*Extrait du texte*.
La Chambre des Comptes vient de déclencher une procédure qui promet de secouer les fondements de la gouvernance administrative camerounaise. Dans le cadre d'une enquête approfondie sur la gestion des fonds liés à la pandémie de COVID-19, l'avocat général Félix Owona Etoundi a formulé des réquisitions qui traduisent une volonté sans précédent d'assainir la fonction publique. Les accusations portées contre quatre hauts fonctionnaires du Ministère de la Santé révèlent des dysfonctionnements potentiellement systémiques dans la gestion des ressources publiques.
Chacun des quatre fonctionnaires visés par ces poursuites représente un maillon stratégique de l'administration sanitaire nationale. Élysée Amour II Eyenga Ndjomo, en tant que conseiller technique n°1, occupait une position névralgique au sein du Minsanté. Ousmane Diaby, chef de la division des études et projets, était responsable de la planification et de la conception des stratégies ministérielles. Rémy Bekolo Edou, comptable-matériel au cabinet du ministre, gérait directement les ressources financières et matérielles. Abiba Ntue Ngapout, payeur à la paierie spécialisée du Trésor, contrôlait les flux financiers.
L'avocat général a requis des sanctions qui vont bien au-delà des procédures disciplinaires habituelles. La demande d'une interdiction d'occuper un poste de responsabilité dans la fonction publique pendant 10 ans représente une mesure radicale. Cette sanction, accompagnée d'une interdiction d'assumer des fonctions d'ordonnateur pendant 5 ans, signifie une exclusion pure et simple des cercles décisionnels administratifs. L'amende de 2 millions de francs CFA pour chaque fonctionnaire ajoute une dimension financière à ces sanctions.
L'accusation de faute de gestion dans le contexte de la pandémie de COVID-19 soulève des questions cruciales sur la transparence et l'utilisation des ressources publiques. Cette période de crise sanitaire avait nécessité des investissements massifs et urgents, justifiant une vigilance accrue sur l'utilisation des fonds. Les investigations de la Chambre des Comptes semblent avoir mis au jour des irrégularités significatives dans la gestion de ces ressources.

*Énoncé*. Pourriez-vous écrire la suite de l'article sur la procédure de la Chambre des Comptes visant quatre fonctionnaires du Ministère de la Santé, en reprenant après sa dernière phrase ? Les enregistrements ne jouent aucun rôle dans ce travail.

*Données fournies*.
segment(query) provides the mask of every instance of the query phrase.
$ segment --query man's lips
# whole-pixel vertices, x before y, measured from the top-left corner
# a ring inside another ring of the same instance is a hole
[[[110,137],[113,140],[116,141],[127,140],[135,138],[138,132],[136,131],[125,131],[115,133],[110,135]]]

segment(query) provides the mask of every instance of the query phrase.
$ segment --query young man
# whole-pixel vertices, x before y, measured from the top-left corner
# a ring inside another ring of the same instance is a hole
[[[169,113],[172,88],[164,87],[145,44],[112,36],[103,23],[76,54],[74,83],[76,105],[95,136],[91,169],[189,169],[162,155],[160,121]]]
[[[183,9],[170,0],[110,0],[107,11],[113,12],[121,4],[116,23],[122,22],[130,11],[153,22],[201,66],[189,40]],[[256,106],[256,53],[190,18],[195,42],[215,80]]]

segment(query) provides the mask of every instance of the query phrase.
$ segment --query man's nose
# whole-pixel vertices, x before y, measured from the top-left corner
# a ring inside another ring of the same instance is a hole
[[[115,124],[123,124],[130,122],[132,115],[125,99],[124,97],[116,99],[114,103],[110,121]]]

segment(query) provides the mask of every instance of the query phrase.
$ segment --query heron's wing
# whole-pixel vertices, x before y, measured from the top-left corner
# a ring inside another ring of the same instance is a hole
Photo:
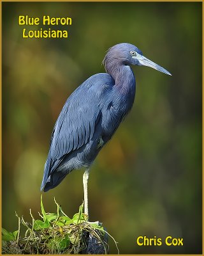
[[[41,189],[63,157],[85,145],[92,138],[101,117],[103,96],[108,87],[107,84],[112,82],[109,75],[103,74],[103,79],[99,75],[101,76],[102,74],[86,80],[64,105],[52,134]]]

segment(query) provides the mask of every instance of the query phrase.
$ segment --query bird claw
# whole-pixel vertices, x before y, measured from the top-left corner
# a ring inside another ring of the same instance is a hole
[[[99,222],[99,221],[87,221],[87,223],[89,224],[96,224],[98,226],[102,226],[101,222]]]

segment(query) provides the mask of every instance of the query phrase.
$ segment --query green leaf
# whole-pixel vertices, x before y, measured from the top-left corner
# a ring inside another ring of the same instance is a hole
[[[55,213],[47,214],[46,218],[48,221],[52,221],[57,218],[57,215]]]
[[[75,224],[78,224],[81,223],[82,222],[86,221],[87,220],[85,217],[84,213],[83,214],[80,214],[80,213],[76,213],[72,218],[73,223]]]
[[[14,232],[12,233],[12,234],[13,234],[13,236],[14,236],[14,237],[15,237],[15,239],[17,239],[17,235],[18,235],[18,230],[14,231]]]
[[[33,228],[35,230],[39,230],[40,229],[47,228],[50,227],[50,223],[48,220],[43,221],[40,220],[36,220],[34,223]]]
[[[62,226],[64,226],[64,223],[59,220],[57,222],[56,222],[56,225],[57,225],[58,226],[62,227]]]
[[[1,228],[1,232],[3,241],[11,241],[15,238],[11,232],[7,231],[5,228]]]
[[[43,220],[45,220],[47,219],[46,212],[44,209],[43,204],[43,195],[41,195],[40,197],[40,205],[41,205],[41,211],[43,216]]]
[[[69,244],[69,239],[68,235],[66,235],[65,237],[62,239],[62,240],[59,243],[60,249],[63,250],[66,249]]]

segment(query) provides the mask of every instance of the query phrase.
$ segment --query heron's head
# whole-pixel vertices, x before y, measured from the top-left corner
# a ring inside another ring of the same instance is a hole
[[[108,50],[103,60],[106,69],[110,64],[112,66],[113,63],[126,65],[147,66],[171,76],[166,69],[145,57],[138,48],[131,44],[119,44]]]

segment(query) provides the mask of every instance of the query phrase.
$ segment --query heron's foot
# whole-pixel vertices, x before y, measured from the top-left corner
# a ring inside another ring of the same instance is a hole
[[[104,144],[104,141],[103,141],[102,138],[100,137],[98,141],[97,149],[101,148],[103,147],[103,144]]]

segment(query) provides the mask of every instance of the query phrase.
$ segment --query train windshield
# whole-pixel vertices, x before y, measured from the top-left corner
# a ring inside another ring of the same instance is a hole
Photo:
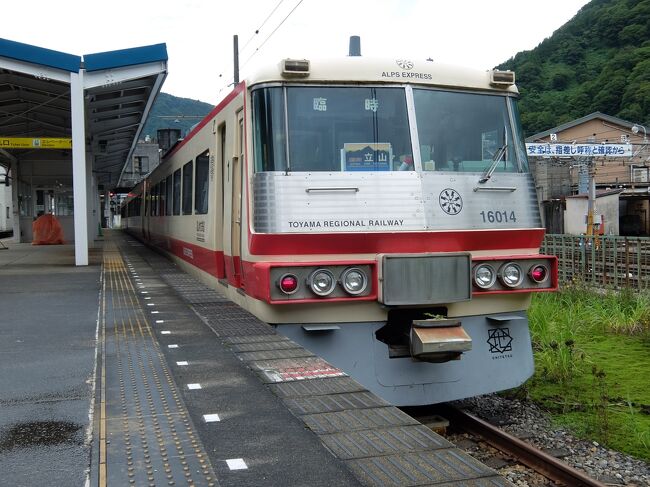
[[[256,171],[413,169],[401,87],[264,88],[253,114]]]
[[[526,172],[512,99],[413,90],[425,171]],[[403,87],[289,86],[252,93],[255,170],[412,171]],[[513,123],[514,122],[514,123]]]
[[[528,171],[512,98],[416,88],[413,99],[423,170]]]

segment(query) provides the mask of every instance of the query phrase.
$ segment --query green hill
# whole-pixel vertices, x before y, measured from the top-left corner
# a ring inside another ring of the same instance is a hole
[[[600,111],[650,122],[650,0],[593,0],[515,71],[527,136]]]
[[[151,107],[140,138],[144,139],[145,135],[155,138],[157,130],[165,128],[181,129],[185,136],[213,108],[214,105],[202,101],[160,93]]]

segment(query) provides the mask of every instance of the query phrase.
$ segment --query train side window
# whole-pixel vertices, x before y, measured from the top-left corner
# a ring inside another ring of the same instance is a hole
[[[210,151],[205,151],[196,158],[194,174],[194,212],[205,215],[208,212],[208,194],[210,190]]]
[[[165,185],[167,186],[167,201],[166,201],[166,207],[165,207],[165,213],[167,215],[172,215],[174,212],[174,183],[173,183],[173,176],[170,174],[167,176],[167,180],[165,182]]]
[[[158,185],[151,188],[151,216],[158,216]]]
[[[181,170],[174,171],[174,215],[181,214]]]
[[[194,162],[183,166],[183,215],[192,214],[192,176]]]
[[[160,216],[165,216],[167,209],[167,184],[165,180],[160,181]]]

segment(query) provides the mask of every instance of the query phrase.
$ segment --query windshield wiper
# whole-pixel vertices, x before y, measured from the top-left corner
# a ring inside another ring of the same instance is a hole
[[[501,162],[501,159],[503,159],[503,156],[506,154],[507,149],[508,144],[504,144],[498,151],[496,151],[494,157],[492,158],[492,164],[490,164],[490,167],[488,167],[486,171],[481,175],[481,179],[478,180],[479,183],[485,183],[492,177],[492,173],[497,168],[497,164],[499,164],[499,162]]]

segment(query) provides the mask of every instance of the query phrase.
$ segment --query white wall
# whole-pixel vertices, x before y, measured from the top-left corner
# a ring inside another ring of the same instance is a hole
[[[564,211],[564,233],[582,235],[587,231],[587,198],[567,198]],[[594,222],[604,221],[605,235],[618,235],[618,193],[596,198]]]

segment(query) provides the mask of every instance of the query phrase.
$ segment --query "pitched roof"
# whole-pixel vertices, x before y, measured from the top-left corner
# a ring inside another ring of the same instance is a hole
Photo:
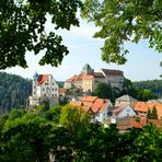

*Réponse*.
Ces réquisitions dépassent le simple cadre judiciaire. Elles traduisent une volonté politique de restaurer la confiance dans les institutions publiques. Le message est clair : aucun fonctionnaire, quelle que soit sa position, ne se trouve au-dessus des règles de bonne gouvernance. Cette démarche s'inscrit dans une dynamique de lutte contre la corruption et de moralisation de l'administration.
Le verdict final pourrait avoir des répercussions profondes sur le système administratif camerounais. Au-delà des sanctions individuelles, c'est tout un système de contrôle et de responsabilité qui se trouve interrogé. Les observateurs politiques et les acteurs de la société civile attendent avec une attention particulière la décision finale de la Chambre des Comptes.
L'affaire dépasse largement le cadre d'un simple contrôle administratif. Elle symbolise la lutte contre l'impunité et la volonté de transparence dans la gestion des ressources publiques. Chaque étape de cette procédure sera scrutée comme un test grandeur nature de l'engagement des autorités à moraliser la vie publique.